### Text extract
──────────
Notes for Lab 3

Please note that there was a typo in the lab that produced incorrect numerical output but did not alter the parallelisability of the problem. The fix is changing line 18 of heat.c to

    grid[j*Nx+(Nx-1)] = T_edge;

where Ny has been replaced with Nx. This has been fixed in the solution file.

5 for point (7,5). For point (n,n), n. It takes one iteration to move information one position. So the number of iterations = distance to closest edge.

You should get something like:

Number of Processors	1	2	4	8
Time (s)	10.7	7.3	6.1	7.8
Speedup	1.0	1.4	1.7	1.4

We are a long way from ideal speed up and performance decreases with 8 processors. We will see why this is the case when the code is profiled in the second part of the lab.

The amount of memory for data per process is 2*Nx*Ny. Thus the total memory is 2*p*Nx*Ny where p is the number of processes (i.e. it scales poorly as processors are storing redundant information). To scale better, the arrays grid_old and grid_new could be allocated with Ny*Nx_loc elements, where Nx_loc ~= Nx / p. We would need to allocate extra storage for the left and right halo columns, and adjust j_start (and j_end) wherever used.
──────────
### Given information
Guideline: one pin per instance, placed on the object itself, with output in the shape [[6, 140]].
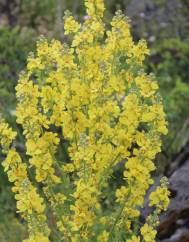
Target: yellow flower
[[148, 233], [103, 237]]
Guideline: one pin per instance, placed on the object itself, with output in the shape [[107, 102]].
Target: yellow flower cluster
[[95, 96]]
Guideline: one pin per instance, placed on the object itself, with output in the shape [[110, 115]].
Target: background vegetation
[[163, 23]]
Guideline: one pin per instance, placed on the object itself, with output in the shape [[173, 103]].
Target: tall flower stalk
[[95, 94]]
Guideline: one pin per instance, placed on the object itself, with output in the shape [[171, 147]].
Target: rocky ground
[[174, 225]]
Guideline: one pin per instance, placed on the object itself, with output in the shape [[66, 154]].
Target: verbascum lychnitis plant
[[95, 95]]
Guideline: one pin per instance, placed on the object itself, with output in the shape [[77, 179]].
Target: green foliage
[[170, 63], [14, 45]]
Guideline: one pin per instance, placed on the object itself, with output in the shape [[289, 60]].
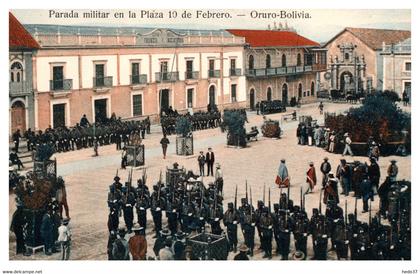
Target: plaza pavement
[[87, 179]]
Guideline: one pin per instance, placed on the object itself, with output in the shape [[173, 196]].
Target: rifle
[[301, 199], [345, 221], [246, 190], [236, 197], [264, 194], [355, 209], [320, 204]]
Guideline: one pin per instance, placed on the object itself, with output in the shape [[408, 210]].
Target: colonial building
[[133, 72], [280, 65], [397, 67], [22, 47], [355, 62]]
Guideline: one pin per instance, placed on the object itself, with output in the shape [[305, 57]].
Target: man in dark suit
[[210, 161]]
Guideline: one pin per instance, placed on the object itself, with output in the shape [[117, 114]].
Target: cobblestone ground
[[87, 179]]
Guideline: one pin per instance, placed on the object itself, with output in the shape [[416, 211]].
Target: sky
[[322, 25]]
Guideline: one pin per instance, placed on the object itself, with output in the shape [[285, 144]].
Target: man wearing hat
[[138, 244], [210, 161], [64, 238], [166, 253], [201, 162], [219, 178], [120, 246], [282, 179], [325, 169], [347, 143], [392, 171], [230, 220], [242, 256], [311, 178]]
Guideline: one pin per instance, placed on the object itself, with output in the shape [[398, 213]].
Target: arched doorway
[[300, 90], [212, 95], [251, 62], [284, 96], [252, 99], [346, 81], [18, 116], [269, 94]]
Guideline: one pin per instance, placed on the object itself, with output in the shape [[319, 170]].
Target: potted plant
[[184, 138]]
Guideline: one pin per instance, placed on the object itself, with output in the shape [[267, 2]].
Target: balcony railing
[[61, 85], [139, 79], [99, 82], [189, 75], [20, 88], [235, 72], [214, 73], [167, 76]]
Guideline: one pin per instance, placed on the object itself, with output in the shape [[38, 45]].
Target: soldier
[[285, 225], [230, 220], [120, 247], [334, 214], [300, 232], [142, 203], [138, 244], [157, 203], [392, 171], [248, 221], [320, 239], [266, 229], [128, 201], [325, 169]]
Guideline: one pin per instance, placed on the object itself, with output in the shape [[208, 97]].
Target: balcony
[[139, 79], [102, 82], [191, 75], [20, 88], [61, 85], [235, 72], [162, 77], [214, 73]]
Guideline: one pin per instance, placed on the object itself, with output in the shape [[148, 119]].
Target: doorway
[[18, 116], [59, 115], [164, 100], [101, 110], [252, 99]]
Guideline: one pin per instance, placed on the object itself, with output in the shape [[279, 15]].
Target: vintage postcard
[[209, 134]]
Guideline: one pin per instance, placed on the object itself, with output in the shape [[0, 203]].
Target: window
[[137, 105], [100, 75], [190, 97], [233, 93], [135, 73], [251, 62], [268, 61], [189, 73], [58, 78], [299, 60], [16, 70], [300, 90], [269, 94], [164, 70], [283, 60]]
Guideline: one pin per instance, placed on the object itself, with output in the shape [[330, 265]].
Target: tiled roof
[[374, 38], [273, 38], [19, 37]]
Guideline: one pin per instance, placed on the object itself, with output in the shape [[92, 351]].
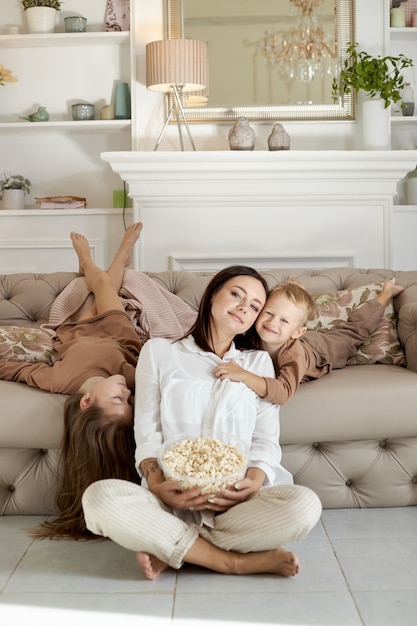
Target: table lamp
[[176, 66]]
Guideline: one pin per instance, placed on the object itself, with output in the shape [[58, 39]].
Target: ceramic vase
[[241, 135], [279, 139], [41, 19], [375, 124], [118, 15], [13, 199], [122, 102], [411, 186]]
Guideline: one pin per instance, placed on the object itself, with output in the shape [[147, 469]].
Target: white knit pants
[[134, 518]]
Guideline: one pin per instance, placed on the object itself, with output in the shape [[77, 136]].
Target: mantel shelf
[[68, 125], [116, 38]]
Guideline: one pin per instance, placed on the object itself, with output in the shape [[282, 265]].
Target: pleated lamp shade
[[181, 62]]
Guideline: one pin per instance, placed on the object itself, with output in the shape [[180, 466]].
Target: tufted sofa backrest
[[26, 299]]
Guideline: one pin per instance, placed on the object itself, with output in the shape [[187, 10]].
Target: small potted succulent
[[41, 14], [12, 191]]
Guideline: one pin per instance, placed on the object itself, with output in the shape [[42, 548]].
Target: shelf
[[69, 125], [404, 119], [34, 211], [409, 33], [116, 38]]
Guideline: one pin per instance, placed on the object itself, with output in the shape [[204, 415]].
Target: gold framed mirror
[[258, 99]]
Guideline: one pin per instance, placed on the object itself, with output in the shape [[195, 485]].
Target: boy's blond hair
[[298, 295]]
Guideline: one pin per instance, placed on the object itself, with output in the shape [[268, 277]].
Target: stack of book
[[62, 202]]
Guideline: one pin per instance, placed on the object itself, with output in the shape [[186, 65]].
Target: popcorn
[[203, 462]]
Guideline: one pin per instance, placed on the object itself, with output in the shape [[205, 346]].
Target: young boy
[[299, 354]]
──────────
### Task requirements
1 - Copy out the Lab 3 notes in full, word for word.
2 - Write out the listing again, starting at the line that contains "shape [[204, 415]]." and ending at the last line of the listing. Shift every point coordinate in the answers up by 33, and keep all other lines and their numbers unchanged.

### List of solutions
1 -
Notes for Lab 3

Please note that there was a typo in the lab that produced incorrect numerical output but did not alter the parallelisability of the problem. The fix is changing line 18 of heat.c to

    grid[j*Nx+(Nx-1)] = T_edge;

where Ny has been replaced with Nx. This has been fixed in the solution file.

5 for point (7,5). For point (n,n), n. It takes one iteration to move information one position. So the number of iterations = distance to closest edge.

You should get something like:

Number of Processors	1	2	4	8
Time (s)	10.7	7.3	6.1	7.8
Speedup	1.0	1.4	1.7	1.4

We are a long way from ideal speed up and performance decreases with 8 processors. We will see why this is the case when the code is profiled in the second part of the lab.

The amount of memory for data per process is 2*Nx*Ny. Thus the total memory is 2*p*Nx*Ny where p is the number of processes (i.e. it scales poorly as processors are storing redundant information). To scale better, the arrays grid_old and grid_new could be allocated with Ny*Nx_loc elements, where Nx_loc ~= Nx / p. We would need to allocate extra storage for the left and right halo columns, and adjust j_start (and j_end) wherever used.

2 -
Guideline: one pin per instance, placed on the object itself, with output in the shape [[204, 415]].
Target: gold framed mirror
[[291, 132]]
Guideline: one pin per instance, placed on the object itself, with output in the shape [[195, 485]].
Target: boy's blond hair
[[331, 328]]
Guideline: one pin per instance, placed on the object itself, with output in the shape [[268, 277]].
Target: stack of book
[[95, 235]]
Guideline: one pin per instance, placed on the object itself, with output in the shape [[186, 65]].
Target: popcorn
[[236, 495]]
Guideline: one pin per instance, placed on the object itself, with output in the shape [[205, 346]].
Target: young boy
[[332, 387]]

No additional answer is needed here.